*Things to do*:
• A. Reproduce, word for word, everything in the journal entry from "Not surprisingly, California" down to "available to me.".
• B. List each office or legislative body of the United States government that the journal entry names.

*Selected passage*:
● ● ●

Friday, March 20, 2020

Again with the fatigue which I’m guessing is my low-carb diet. I highly doubt I have the virus, and if either of us had or does have it, we wouldn’t know it. No symptoms. We’ve been checking our temperatures every day. He’s usually 98 and I’m usually 97. I’ve been a degree lower than normal for centuries. Maybe because I’m hypo. One is still hypo whether they’re on treatment or not.

Lost another pound which is a bit surprising. I just had some OJ to help give me energy and so I’m not too low on carbs. The vitamin C in it will do me good and help keep me healthy.

Except for the two days I cut my dose, I’ve taken my meds consistently for 5 weeks now. One more week and it’s hello anxiety again. :-(

I agree with Tom in that this shit with the virus is going to determine whether or not Trump is going to get reelected. It’s just gonna depend on how things play out. For us, it doesn’t matter who’s President so much as who’s in the House and Senate. Democrats are always preferable.

Not surprisingly, California has been placed on lockdown as of today. This is nothing new for me, though. I got the social distancing down a long time ago. It’s easy to do when you’ve never been all that social to begin with, something I make no apologies for. Tom has tons and tons of things he’s looking forward to doing during his time off, and while I would have loved being out of school as a kid, I still find myself bored at times. When you do the same things decade after decade with very little variety mixed in, one can get bored after a while. It isn’t that there’s nothing to do. It’s just that I don’t always feel like doing what’s available to me.

● ● ●

*Dataset*:
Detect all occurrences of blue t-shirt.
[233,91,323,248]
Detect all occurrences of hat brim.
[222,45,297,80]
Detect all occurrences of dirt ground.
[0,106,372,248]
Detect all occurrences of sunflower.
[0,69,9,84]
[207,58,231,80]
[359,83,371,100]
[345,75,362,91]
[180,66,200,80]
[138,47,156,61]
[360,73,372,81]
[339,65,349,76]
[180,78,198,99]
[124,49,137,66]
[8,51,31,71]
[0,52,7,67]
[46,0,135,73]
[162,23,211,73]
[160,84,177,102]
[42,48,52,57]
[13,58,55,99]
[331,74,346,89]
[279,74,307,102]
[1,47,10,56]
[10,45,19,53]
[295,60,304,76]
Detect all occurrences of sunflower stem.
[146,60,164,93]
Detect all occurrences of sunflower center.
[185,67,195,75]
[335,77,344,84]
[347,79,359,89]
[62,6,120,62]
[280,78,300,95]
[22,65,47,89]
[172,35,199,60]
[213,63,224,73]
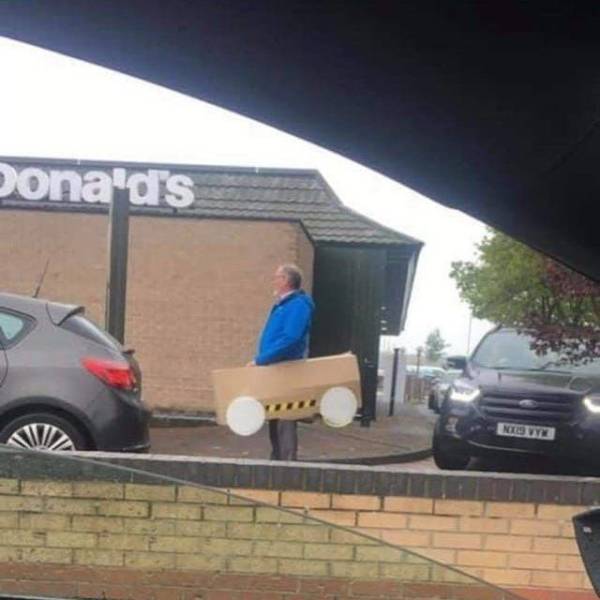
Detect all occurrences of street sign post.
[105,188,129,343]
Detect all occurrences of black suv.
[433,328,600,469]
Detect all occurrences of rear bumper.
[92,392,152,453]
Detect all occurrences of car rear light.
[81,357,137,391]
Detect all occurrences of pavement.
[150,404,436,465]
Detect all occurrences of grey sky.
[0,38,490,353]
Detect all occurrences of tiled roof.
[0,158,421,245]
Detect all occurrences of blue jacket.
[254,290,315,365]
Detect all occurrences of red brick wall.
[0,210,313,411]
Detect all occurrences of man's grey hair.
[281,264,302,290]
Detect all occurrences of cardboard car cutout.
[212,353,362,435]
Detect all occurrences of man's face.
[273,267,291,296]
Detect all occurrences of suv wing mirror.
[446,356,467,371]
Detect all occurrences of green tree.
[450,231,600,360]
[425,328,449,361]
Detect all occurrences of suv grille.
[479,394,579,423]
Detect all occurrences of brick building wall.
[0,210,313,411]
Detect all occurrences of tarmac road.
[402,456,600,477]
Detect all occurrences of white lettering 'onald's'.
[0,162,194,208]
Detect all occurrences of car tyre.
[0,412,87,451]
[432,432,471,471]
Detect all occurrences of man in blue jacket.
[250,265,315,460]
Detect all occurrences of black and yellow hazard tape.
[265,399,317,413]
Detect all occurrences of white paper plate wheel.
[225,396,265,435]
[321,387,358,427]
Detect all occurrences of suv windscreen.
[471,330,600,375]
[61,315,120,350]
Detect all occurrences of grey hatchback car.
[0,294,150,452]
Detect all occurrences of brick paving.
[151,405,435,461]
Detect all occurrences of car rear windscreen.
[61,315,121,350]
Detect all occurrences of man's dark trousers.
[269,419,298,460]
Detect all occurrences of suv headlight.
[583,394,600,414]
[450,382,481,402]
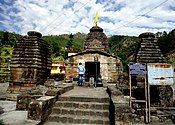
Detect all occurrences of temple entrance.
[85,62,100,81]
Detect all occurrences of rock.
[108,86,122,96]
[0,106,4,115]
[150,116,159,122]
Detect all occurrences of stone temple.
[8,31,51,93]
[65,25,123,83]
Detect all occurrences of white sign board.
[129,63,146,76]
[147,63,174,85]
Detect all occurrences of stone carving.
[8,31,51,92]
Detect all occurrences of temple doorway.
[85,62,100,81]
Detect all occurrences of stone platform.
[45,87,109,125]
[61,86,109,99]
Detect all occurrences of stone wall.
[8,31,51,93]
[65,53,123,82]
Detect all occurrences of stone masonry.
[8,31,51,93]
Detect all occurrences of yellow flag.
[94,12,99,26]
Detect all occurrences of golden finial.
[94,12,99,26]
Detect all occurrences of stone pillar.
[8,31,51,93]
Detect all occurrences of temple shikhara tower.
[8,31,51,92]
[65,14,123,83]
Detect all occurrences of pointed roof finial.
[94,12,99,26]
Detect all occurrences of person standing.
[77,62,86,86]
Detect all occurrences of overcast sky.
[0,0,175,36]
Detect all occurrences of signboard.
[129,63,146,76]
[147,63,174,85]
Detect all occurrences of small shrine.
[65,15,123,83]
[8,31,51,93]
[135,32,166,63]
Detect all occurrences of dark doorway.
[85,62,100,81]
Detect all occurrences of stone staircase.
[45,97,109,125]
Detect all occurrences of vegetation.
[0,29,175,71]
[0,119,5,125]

● ● ●

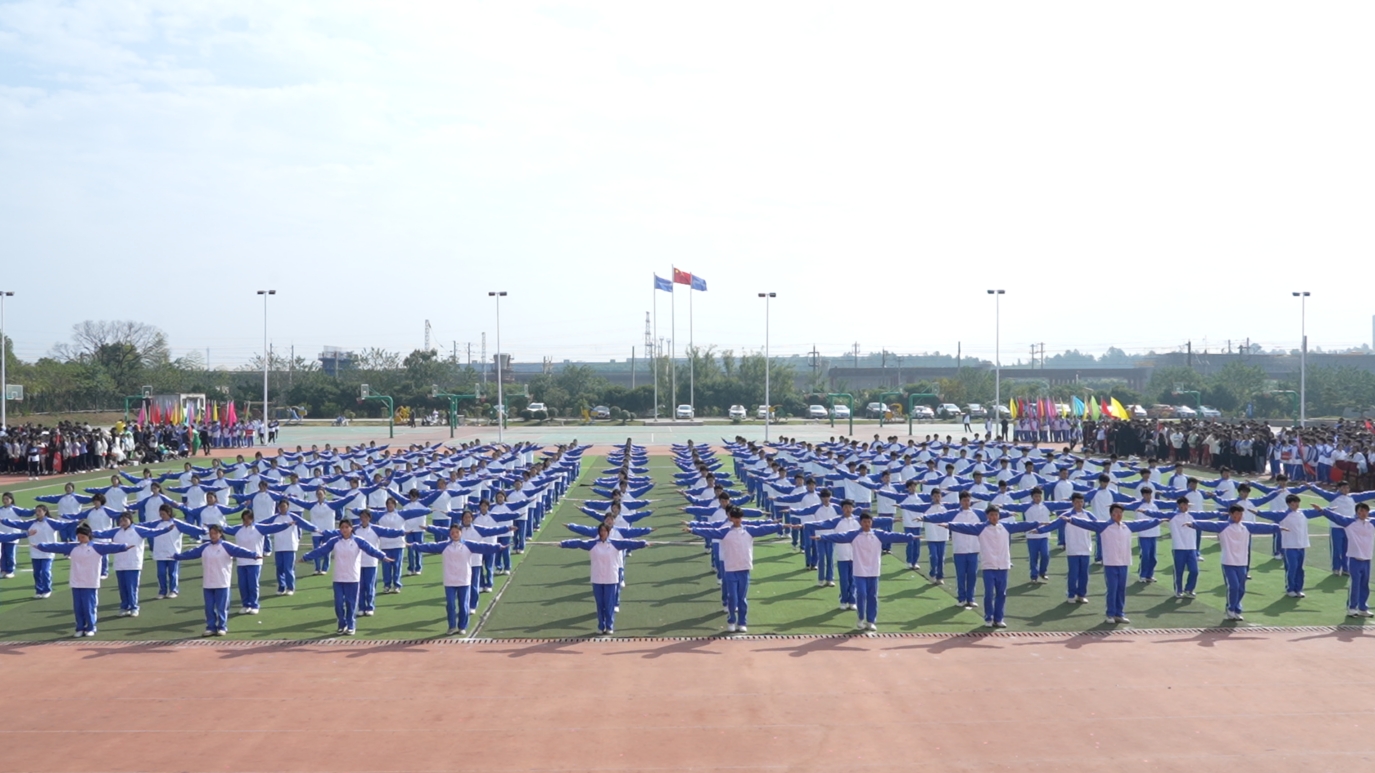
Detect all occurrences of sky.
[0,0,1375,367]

● ● ●

*Answers to the exercises*:
• A.
Not surprisingly, California has been placed on lockdown as of today. This is nothing new for me, though. I got the social distancing down a long time ago. It’s easy to do when you’ve never been all that social to begin with, something I make no apologies for. Tom has tons and tons of things he’s looking forward to doing during his time off, and while I would have loved being out of school as a kid, I still find myself bored at times. When you do the same things decade after decade with very little variety mixed in, one can get bored after a while. It isn’t that there’s nothing to do. It’s just that I don’t always feel like doing what’s available to me.

• B. President, House, Senate